Passage |
┌──
A former construction worker turned food delivery rider, Wang Jibing has written thousands of poems inspired by life on the road, giving voice to China's unseen urban laborers

By Yi Ziyi , Qiu Qiyuan Updated May.1

Wang Jibing shares one of his books during an appearance on a popular TV talk show, Shanghai, June 2, 2023 (Photo by VCG)

Attached to the back of their mopeds, a food delivery rider's insulated box usually carries meals, rain gear and spare batteries. 

Wang Jibing's also holds two more essentials: a notebook and pen. 

Between orders, the 57-year-old writes about the streets, workers and fleeting moments he encounters on the job in Kunshan, East China's Jiangsu Province - prose that has made Wang one of China's most widely read grassroots poets. 

Since becoming a delivery rider in 2018, Wang has maintained a simple routine. During the day, he runs deliveries through the city. When lines come to him, he records them immediately, often sending voice messages to himself on WeChat. 

At night, after returning to the small grocery store he and his wife own, Wang sits behind the counter amid packs of cigarettes, candy and batteries. He listens to the day's voice notes and reshapes them into poems. Over the past three decades, he has written more than 6,000.

Poetry in Motion
Writing has been almost Wang's only refuge. 

Born in 1969 into a poor family in a small village in Xuzhou, Jiangsu Province, Wang dropped out of middle school due to financial hardship. At 19, he left home for Shenyang, Liaoning Province in northeastern China to work on construction sites. 

There, he gradually developed an interest in literature. After work, he browsed secondhand bookstores, reading magazines and popular fiction. 

One day, he was in a store reading a martial arts novel about a hero who intervenes when a bully harasses a mother and son. Unable to finish the book, Wang returned to his dormitory and imagined the ending himself, writing how the hero defeated the villain. Later, when he picked up the novel again, he discovered the plot closely resembled what he had written. 

"My passion for writing was instantly ignited," Wang said. "It felt like writing wasn't that difficult after all." 

After staying in Shenyang for a year, he returned to his hometown and worked on sand-mining boats, a job he described as the "most grueling" he had ever done. Standing in water and sand all day, his body constantly bruised, he turned to writing as relief from physical exhaustion. 

From 1992 onward, Wang published several short stories in literary journals and later attempted a full-length novel. But his devotion to writing was seen as eccentric by fellow villagers. His father once destroyed the draft of a 200,000word manuscript. 

Forced to abandon his literary ambitions, Wang joined the ranks of migrant workers, taking odd jobs in cities. In 2002, he and his wife settled in Kunshan, Jiangsu Province, where they opened a grocery store three years later. He began writing poetry in 2009.
└──
What to do |
A. From the profile of Wang Jibing, reproduce the text between "Born in 1969" and "he had written.", inclusive.
B. According to the profile of Wang Jibing, what does a food delivery rider's insulated box usually carry? List each item.
C. Write what comes next in the profile of Wang Jibing, starting after its final sentence.

Dataset content |
┌──
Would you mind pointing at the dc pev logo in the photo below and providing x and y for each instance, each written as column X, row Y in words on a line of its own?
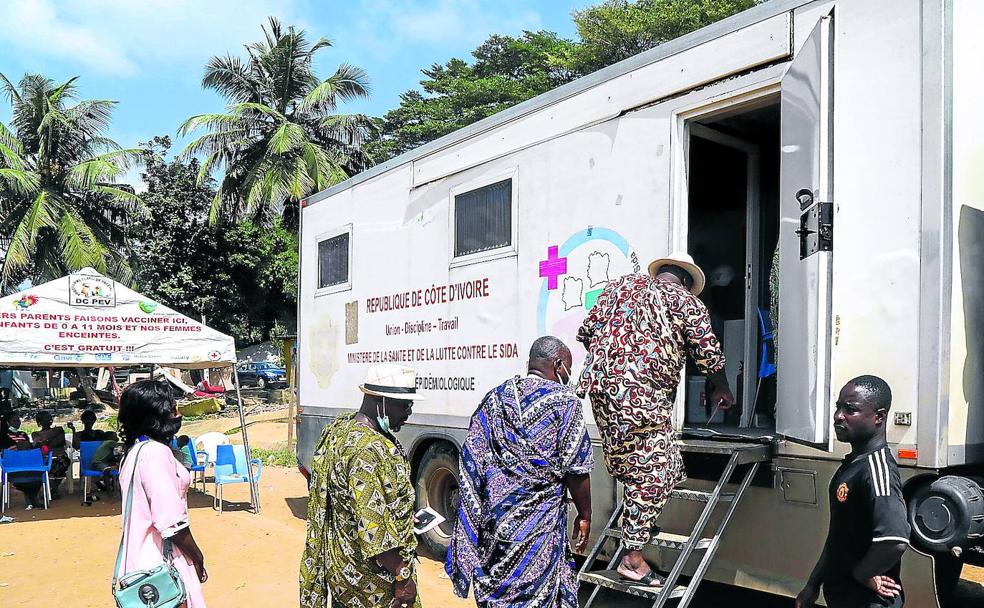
column 91, row 290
└──
Answers to the exercises |
A.
Born in 1969 into a poor family in a small village in Xuzhou, Jiangsu Province, Wang dropped out of middle school due to financial hardship. At 19, he left home for Shenyang, Liaoning Province in northeastern China to work on construction sites. 

There, he gradually developed an interest in literature. After work, he browsed secondhand bookstores, reading magazines and popular fiction. 

One day, he was in a store reading a martial arts novel about a hero who intervenes when a bully harasses a mother and son. Unable to finish the book, Wang returned to his dormitory and imagined the ending himself, writing how the hero defeated the villain. Later, when he picked up the novel again, he discovered the plot closely resembled what he had written.

B. meals, rain gear, spare batteries

C.
Before getting into food delivery, Wang worked as a courier in a residential community, pushing a cart loaded with an endless pile of packages. The routine felt stifling. 

"It was like being a farmer trapped on the same plot of land," he said. 

Becoming a delivery rider changed Wang's perspective. Riding his moped through the city gave him a sudden sense of openness. "My perspective changed," he said. "I immediately fell in love with the freedom of moving through every corner of the city." 

Unlike most riders, Wang enjoys long-distance orders, which others often avoid because they take more time. On his return trips, he deliberately takes unfamiliar routes, sometimes exploring more than a dozen paths between the same two points. 

Inspiration comes to Wang constantly. One poem, "3 PM," was sparked by a quiet moment at a restaurant. 

While on an afternoon delivery, Wang saw a young restaurant owner asleep on a sofa, her small son cradled in her arms. Not wanting to wake them, he moved as quietly as possible to retrieve the order. 

"I was deeply moved by that scene," Wang said. "As I left, I wrote the poem."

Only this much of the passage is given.